Task to complete: Begin at the line below that contains "of the picnic". Repeat it and all remaining lines of the records exactly.

Dataset items
%%

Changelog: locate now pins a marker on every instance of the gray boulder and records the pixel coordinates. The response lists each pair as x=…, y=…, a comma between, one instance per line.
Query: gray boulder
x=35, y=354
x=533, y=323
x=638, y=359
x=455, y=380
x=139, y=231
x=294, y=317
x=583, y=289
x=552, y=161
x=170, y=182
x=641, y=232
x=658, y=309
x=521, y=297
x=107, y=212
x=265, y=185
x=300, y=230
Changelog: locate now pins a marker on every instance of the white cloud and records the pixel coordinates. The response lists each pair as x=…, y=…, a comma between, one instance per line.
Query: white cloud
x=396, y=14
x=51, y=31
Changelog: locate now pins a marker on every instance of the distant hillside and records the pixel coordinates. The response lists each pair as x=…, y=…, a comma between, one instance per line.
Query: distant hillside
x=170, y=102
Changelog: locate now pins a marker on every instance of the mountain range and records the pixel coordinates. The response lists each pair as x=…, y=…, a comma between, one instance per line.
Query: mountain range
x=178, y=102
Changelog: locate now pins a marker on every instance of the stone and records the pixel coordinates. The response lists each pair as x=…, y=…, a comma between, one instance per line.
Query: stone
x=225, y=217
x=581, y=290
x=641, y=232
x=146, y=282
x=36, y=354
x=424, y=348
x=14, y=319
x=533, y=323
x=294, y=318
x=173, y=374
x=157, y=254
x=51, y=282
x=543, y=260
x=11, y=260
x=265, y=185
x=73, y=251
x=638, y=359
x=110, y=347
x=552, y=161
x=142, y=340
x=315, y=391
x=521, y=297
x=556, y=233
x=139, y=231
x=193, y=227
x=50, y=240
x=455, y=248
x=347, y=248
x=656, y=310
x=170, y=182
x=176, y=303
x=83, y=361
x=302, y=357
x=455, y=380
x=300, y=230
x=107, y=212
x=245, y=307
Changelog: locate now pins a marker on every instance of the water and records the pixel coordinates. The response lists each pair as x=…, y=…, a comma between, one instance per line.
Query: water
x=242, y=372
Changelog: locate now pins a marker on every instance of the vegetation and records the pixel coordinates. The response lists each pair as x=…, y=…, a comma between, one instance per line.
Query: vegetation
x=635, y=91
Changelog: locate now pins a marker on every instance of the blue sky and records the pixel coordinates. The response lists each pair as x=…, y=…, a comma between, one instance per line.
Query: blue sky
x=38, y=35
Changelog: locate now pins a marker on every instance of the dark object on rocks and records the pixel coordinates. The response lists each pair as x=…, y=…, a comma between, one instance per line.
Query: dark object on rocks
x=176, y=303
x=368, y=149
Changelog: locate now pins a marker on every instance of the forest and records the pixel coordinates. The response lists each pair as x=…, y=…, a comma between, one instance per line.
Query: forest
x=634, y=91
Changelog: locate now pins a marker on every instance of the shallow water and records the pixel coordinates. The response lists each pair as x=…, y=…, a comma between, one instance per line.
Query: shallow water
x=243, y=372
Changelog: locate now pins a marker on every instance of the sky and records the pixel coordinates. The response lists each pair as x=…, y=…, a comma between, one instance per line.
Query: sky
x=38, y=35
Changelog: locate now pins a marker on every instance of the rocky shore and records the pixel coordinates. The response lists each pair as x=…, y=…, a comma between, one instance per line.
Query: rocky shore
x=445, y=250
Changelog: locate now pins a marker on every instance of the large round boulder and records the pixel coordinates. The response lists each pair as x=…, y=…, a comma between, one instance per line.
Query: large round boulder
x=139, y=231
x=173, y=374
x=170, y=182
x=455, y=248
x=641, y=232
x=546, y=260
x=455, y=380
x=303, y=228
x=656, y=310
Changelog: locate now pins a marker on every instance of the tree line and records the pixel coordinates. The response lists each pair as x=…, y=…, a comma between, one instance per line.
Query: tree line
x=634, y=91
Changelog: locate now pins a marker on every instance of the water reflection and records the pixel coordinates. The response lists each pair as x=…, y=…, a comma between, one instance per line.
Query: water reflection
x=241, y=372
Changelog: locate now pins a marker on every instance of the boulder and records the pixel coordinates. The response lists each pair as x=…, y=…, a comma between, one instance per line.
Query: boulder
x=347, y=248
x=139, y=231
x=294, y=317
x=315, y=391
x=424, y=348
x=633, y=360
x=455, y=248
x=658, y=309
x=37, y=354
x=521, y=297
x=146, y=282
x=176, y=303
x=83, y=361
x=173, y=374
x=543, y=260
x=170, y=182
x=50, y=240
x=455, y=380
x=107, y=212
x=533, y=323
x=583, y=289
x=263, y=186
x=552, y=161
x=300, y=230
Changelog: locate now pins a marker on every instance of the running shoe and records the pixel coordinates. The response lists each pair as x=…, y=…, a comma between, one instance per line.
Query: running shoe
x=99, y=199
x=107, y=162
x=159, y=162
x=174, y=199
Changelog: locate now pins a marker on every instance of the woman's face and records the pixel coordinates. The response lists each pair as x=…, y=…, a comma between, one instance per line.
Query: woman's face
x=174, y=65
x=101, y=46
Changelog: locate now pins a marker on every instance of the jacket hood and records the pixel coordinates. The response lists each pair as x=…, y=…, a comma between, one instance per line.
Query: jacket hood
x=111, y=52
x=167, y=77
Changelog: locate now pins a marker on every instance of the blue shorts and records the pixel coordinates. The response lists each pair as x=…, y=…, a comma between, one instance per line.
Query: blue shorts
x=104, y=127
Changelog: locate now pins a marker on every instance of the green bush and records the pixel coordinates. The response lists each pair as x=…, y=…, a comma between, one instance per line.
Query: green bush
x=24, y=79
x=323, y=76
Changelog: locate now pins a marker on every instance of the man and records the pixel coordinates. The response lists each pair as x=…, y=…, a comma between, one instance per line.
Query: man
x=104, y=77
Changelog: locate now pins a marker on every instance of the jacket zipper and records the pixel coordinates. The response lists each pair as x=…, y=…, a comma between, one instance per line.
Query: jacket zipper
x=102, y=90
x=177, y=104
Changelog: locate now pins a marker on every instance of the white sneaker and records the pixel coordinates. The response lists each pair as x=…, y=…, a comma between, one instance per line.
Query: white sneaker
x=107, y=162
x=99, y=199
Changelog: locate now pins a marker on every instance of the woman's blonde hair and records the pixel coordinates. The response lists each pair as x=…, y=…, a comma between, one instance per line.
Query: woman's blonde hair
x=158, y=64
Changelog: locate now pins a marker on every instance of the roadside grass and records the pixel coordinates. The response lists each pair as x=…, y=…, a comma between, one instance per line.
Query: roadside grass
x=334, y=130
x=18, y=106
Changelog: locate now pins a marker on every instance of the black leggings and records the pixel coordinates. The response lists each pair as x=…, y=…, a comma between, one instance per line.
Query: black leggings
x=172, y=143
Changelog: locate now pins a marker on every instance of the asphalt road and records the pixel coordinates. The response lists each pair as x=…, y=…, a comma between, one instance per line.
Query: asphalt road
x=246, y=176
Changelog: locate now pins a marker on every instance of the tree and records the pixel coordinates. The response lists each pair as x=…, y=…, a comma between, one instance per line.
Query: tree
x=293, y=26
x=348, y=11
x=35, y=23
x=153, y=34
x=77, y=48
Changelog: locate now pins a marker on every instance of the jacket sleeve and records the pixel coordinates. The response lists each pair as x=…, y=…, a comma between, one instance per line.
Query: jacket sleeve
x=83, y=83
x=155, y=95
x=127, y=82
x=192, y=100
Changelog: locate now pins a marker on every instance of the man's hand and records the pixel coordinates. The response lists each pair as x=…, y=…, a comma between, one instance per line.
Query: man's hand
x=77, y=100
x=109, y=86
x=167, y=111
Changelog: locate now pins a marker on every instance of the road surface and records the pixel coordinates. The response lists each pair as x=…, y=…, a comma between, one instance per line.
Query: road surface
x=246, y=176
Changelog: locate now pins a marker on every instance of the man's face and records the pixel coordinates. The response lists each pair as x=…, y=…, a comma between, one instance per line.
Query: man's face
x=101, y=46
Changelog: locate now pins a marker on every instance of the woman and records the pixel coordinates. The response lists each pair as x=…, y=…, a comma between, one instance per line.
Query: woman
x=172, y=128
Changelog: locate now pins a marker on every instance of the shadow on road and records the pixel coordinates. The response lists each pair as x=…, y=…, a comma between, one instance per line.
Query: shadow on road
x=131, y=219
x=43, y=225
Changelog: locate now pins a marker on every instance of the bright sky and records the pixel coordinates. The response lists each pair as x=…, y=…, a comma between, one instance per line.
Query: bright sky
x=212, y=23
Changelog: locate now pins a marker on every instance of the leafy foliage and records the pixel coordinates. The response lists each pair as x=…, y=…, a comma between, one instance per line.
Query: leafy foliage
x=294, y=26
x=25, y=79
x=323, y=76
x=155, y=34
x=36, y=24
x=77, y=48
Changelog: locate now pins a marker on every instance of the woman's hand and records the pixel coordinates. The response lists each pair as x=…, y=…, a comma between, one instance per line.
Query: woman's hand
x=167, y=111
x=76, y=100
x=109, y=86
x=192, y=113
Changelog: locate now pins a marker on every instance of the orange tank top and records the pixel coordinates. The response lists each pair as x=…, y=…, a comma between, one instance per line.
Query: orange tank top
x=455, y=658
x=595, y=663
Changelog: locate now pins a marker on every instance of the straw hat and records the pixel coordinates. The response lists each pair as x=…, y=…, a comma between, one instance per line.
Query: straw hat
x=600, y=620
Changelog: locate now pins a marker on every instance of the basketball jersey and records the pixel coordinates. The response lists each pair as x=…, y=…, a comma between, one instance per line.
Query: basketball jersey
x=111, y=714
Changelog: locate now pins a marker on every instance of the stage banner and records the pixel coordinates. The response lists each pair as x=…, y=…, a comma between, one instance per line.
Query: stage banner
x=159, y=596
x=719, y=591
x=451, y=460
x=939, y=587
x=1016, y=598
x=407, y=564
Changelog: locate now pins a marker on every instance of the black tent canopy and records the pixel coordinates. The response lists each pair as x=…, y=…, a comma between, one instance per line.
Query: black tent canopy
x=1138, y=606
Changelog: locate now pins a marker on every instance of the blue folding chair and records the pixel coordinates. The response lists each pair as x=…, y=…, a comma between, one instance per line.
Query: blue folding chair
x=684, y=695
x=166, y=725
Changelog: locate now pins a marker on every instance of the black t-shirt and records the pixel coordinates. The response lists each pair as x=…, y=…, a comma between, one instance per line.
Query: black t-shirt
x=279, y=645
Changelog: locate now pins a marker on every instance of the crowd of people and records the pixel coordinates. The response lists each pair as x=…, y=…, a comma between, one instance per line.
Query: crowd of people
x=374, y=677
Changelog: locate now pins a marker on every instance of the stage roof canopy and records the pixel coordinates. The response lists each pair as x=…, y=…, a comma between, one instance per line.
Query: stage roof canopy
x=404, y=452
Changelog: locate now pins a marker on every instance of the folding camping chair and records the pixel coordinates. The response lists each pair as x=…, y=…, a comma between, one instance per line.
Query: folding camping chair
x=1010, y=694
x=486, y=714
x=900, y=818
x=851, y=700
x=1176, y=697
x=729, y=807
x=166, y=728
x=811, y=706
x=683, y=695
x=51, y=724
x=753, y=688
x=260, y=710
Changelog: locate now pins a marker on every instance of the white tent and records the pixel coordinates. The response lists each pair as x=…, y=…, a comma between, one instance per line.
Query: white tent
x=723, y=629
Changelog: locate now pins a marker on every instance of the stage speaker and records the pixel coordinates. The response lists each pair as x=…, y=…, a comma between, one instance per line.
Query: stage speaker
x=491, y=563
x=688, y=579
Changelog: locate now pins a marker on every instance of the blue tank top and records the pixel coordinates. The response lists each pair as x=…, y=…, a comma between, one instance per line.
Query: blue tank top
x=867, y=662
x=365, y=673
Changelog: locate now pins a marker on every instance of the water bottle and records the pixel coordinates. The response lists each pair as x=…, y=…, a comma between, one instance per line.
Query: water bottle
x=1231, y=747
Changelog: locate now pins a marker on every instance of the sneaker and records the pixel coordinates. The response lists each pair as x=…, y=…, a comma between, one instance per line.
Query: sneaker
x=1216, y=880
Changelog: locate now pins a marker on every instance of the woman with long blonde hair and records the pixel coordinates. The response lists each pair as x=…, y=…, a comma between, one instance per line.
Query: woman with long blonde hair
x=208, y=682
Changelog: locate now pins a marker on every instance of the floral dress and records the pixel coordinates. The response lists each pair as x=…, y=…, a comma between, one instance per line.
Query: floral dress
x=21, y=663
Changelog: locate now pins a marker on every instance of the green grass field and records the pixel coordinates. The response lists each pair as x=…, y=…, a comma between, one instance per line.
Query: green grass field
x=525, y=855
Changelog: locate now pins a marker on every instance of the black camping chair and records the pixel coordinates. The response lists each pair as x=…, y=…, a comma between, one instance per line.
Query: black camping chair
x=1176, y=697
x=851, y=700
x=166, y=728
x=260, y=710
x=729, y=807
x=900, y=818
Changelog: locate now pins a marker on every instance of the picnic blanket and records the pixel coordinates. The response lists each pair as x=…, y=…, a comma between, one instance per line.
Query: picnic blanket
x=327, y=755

%%

Task output:
Changelog: locate now pins a marker on every instance of the picnic blanket and records the pixel coordinates. The response lists each pair as x=…, y=…, a comma between, one instance per line.
Query: picnic blanket
x=327, y=755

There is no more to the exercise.